● Listed records:

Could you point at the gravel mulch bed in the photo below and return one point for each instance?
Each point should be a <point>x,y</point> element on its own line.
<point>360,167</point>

---

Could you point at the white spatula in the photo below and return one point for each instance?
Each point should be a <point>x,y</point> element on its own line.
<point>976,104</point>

● The exercise: Update the part that opens with the line containing "Could you point at the gravel" and closes with the line containing "<point>360,167</point>", replacing "gravel mulch bed" with "flower bed" and leaving everything else unchanged. Return only those lines.

● The completed task:
Could you point at the flower bed in the photo below and return one point for each instance?
Each point should be a <point>x,y</point> element on its own line.
<point>360,167</point>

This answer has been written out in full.